- _Document extract_:
^^^^^^^^^^^^^^^^
Political parties have expressed their unhappiness about not being able to respond to what the president says when President Ramaphosa unveils the plan during this afternoon’s joint sitting of Parliament.
The National Assembly of South Africa on 22 May 2019. Picture: @GovernmentZA/Twitter.
CAPE TOWN – Political parties say they must be allowed to debate what President Cyril Ramaphosa tells the country on Thursday afternoon.
Ramaphosa is set to address a joint sitting of Parliament on the government’s economic reconstruction and recovery plan at 2pm.
He’s expected to spell out how the country can emerge from the economic slump caused by the COVID-19 lockdown as well as structural reforms.
But parties said that Parliament must be afforded the opportunity to interrogate what the president says.
National Assembly Speaker Thandi Modise is expected to report back to political parties today on a date for them to debate the government’s economic recovery plan.
This, after parties expressed their unhappiness about not being able to respond to what the president says when he unveils the plan during this afternoon’s joint sitting of Parliament.
United Democratic Movement (UDM) chief whip Nqabayomzi Kwankwa said that the President could not come and deliver a sermon and then leave when Parliament was supposed to be the place where ideas were contested.
Democratic Alliance (DA) chief whip Natasha Mazzone: “The matter is too urgent and is of too much public importance for Parliament not to give it the necessary consideration.”
Parties are pushing for the debate to be scheduled for next Wednesday, when Finance Minister Tito Mboweni was to have delivered his medium-term budget review. That will now happen the following week on 28 October, as agreed by the National Assembly’s Programming Committee this morning.
^^^^^^^^^^^^^^^^
- _Material provided_:
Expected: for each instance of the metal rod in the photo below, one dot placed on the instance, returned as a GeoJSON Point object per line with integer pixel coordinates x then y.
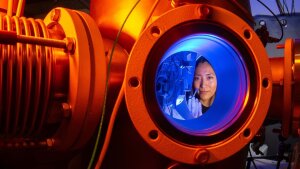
{"type": "Point", "coordinates": [11, 37]}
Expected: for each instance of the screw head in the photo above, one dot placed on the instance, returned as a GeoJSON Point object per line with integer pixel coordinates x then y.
{"type": "Point", "coordinates": [205, 11]}
{"type": "Point", "coordinates": [66, 108]}
{"type": "Point", "coordinates": [55, 15]}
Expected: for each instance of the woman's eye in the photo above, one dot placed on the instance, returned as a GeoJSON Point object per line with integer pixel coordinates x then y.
{"type": "Point", "coordinates": [210, 77]}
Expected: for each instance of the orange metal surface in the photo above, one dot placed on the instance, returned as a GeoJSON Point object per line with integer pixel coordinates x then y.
{"type": "Point", "coordinates": [52, 80]}
{"type": "Point", "coordinates": [110, 14]}
{"type": "Point", "coordinates": [285, 97]}
{"type": "Point", "coordinates": [135, 95]}
{"type": "Point", "coordinates": [12, 7]}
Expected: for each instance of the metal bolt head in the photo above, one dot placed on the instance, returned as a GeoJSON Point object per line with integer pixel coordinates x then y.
{"type": "Point", "coordinates": [70, 45]}
{"type": "Point", "coordinates": [205, 11]}
{"type": "Point", "coordinates": [202, 156]}
{"type": "Point", "coordinates": [66, 108]}
{"type": "Point", "coordinates": [55, 15]}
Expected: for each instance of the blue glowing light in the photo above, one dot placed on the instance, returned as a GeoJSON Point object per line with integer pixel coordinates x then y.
{"type": "Point", "coordinates": [174, 79]}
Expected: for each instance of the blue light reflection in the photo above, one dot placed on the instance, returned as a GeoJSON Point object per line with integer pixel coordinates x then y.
{"type": "Point", "coordinates": [174, 79]}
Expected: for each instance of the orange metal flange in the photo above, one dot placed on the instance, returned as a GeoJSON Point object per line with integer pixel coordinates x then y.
{"type": "Point", "coordinates": [87, 74]}
{"type": "Point", "coordinates": [135, 90]}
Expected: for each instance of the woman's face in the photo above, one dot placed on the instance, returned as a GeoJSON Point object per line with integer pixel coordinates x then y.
{"type": "Point", "coordinates": [205, 80]}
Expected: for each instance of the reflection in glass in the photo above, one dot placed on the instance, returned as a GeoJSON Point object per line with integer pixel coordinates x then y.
{"type": "Point", "coordinates": [185, 85]}
{"type": "Point", "coordinates": [201, 84]}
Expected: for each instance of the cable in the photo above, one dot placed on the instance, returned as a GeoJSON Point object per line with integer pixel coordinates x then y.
{"type": "Point", "coordinates": [110, 127]}
{"type": "Point", "coordinates": [280, 8]}
{"type": "Point", "coordinates": [108, 134]}
{"type": "Point", "coordinates": [287, 8]}
{"type": "Point", "coordinates": [252, 159]}
{"type": "Point", "coordinates": [293, 8]}
{"type": "Point", "coordinates": [150, 14]}
{"type": "Point", "coordinates": [275, 17]}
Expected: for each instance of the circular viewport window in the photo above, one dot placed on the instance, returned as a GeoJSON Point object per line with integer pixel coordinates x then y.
{"type": "Point", "coordinates": [201, 84]}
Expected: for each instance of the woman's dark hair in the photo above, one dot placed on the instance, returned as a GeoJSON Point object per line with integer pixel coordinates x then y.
{"type": "Point", "coordinates": [202, 59]}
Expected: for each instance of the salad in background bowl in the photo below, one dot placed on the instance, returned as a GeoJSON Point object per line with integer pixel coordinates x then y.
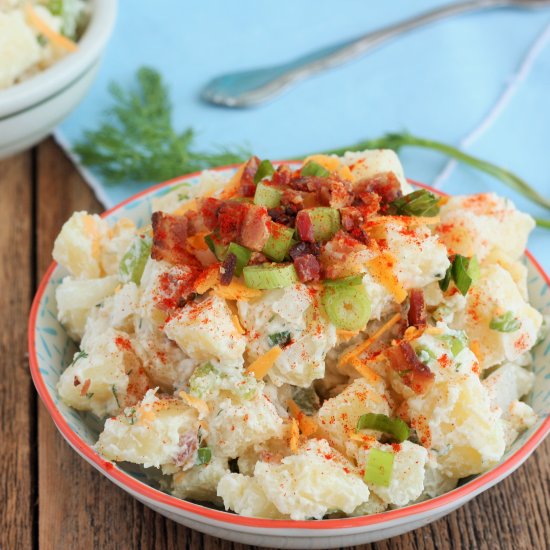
{"type": "Point", "coordinates": [297, 343]}
{"type": "Point", "coordinates": [49, 54]}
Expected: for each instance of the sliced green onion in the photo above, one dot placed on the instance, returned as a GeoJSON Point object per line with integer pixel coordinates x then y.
{"type": "Point", "coordinates": [204, 455]}
{"type": "Point", "coordinates": [267, 196]}
{"type": "Point", "coordinates": [417, 203]}
{"type": "Point", "coordinates": [460, 275]}
{"type": "Point", "coordinates": [446, 281]}
{"type": "Point", "coordinates": [347, 308]}
{"type": "Point", "coordinates": [505, 323]}
{"type": "Point", "coordinates": [265, 169]}
{"type": "Point", "coordinates": [279, 338]}
{"type": "Point", "coordinates": [314, 169]}
{"type": "Point", "coordinates": [133, 262]}
{"type": "Point", "coordinates": [279, 242]}
{"type": "Point", "coordinates": [216, 246]}
{"type": "Point", "coordinates": [242, 254]}
{"type": "Point", "coordinates": [268, 276]}
{"type": "Point", "coordinates": [352, 280]}
{"type": "Point", "coordinates": [395, 427]}
{"type": "Point", "coordinates": [325, 222]}
{"type": "Point", "coordinates": [379, 468]}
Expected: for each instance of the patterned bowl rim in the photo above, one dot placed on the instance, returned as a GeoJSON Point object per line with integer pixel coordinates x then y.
{"type": "Point", "coordinates": [456, 496]}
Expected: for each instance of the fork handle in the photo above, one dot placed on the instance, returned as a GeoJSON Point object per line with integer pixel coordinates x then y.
{"type": "Point", "coordinates": [337, 54]}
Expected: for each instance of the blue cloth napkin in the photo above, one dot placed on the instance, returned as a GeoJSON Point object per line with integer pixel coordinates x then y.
{"type": "Point", "coordinates": [441, 81]}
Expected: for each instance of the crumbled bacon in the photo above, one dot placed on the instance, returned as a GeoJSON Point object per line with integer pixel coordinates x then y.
{"type": "Point", "coordinates": [247, 185]}
{"type": "Point", "coordinates": [307, 268]}
{"type": "Point", "coordinates": [228, 269]}
{"type": "Point", "coordinates": [417, 308]}
{"type": "Point", "coordinates": [230, 220]}
{"type": "Point", "coordinates": [170, 239]}
{"type": "Point", "coordinates": [305, 227]}
{"type": "Point", "coordinates": [186, 455]}
{"type": "Point", "coordinates": [254, 232]}
{"type": "Point", "coordinates": [385, 185]}
{"type": "Point", "coordinates": [415, 374]}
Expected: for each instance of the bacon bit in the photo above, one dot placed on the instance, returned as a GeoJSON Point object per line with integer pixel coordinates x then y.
{"type": "Point", "coordinates": [305, 227]}
{"type": "Point", "coordinates": [415, 374]}
{"type": "Point", "coordinates": [254, 232]}
{"type": "Point", "coordinates": [227, 269]}
{"type": "Point", "coordinates": [237, 323]}
{"type": "Point", "coordinates": [307, 425]}
{"type": "Point", "coordinates": [363, 346]}
{"type": "Point", "coordinates": [417, 316]}
{"type": "Point", "coordinates": [260, 367]}
{"type": "Point", "coordinates": [382, 268]}
{"type": "Point", "coordinates": [207, 279]}
{"type": "Point", "coordinates": [308, 268]}
{"type": "Point", "coordinates": [169, 239]}
{"type": "Point", "coordinates": [85, 387]}
{"type": "Point", "coordinates": [197, 404]}
{"type": "Point", "coordinates": [237, 291]}
{"type": "Point", "coordinates": [294, 437]}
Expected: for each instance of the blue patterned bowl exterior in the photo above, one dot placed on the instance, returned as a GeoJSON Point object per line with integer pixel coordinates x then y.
{"type": "Point", "coordinates": [51, 350]}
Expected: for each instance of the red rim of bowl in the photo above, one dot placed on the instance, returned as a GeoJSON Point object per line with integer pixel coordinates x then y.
{"type": "Point", "coordinates": [454, 496]}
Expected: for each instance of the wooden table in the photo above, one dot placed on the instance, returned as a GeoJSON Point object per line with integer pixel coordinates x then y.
{"type": "Point", "coordinates": [52, 499]}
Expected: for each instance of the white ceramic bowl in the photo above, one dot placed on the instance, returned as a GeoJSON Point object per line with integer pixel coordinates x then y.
{"type": "Point", "coordinates": [30, 110]}
{"type": "Point", "coordinates": [50, 350]}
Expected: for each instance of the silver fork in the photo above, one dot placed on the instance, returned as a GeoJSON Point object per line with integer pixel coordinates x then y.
{"type": "Point", "coordinates": [247, 88]}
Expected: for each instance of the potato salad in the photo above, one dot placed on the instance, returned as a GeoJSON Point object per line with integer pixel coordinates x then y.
{"type": "Point", "coordinates": [34, 34]}
{"type": "Point", "coordinates": [303, 342]}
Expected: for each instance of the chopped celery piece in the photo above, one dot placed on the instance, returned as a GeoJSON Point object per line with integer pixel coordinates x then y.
{"type": "Point", "coordinates": [314, 169]}
{"type": "Point", "coordinates": [217, 247]}
{"type": "Point", "coordinates": [204, 455]}
{"type": "Point", "coordinates": [352, 280]}
{"type": "Point", "coordinates": [279, 242]}
{"type": "Point", "coordinates": [265, 169]}
{"type": "Point", "coordinates": [133, 262]}
{"type": "Point", "coordinates": [505, 323]}
{"type": "Point", "coordinates": [267, 196]}
{"type": "Point", "coordinates": [242, 254]}
{"type": "Point", "coordinates": [279, 338]}
{"type": "Point", "coordinates": [347, 307]}
{"type": "Point", "coordinates": [391, 426]}
{"type": "Point", "coordinates": [325, 221]}
{"type": "Point", "coordinates": [379, 468]}
{"type": "Point", "coordinates": [267, 276]}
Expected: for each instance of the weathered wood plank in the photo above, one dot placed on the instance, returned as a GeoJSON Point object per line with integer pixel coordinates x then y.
{"type": "Point", "coordinates": [81, 509]}
{"type": "Point", "coordinates": [17, 397]}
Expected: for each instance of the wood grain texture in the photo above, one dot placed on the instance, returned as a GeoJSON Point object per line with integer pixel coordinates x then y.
{"type": "Point", "coordinates": [77, 507]}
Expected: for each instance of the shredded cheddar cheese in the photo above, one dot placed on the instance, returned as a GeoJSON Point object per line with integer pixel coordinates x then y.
{"type": "Point", "coordinates": [363, 346]}
{"type": "Point", "coordinates": [260, 367]}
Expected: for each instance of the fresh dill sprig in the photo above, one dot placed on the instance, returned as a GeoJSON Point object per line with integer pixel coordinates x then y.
{"type": "Point", "coordinates": [136, 140]}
^^^^^^^^^^^^^^^^
- _What is expected_: In the news report on Ramaphosa's address to Parliament, on what date will Finance Minister Tito Mboweni now deliver his medium-term budget review?

- _Response box_: 28 October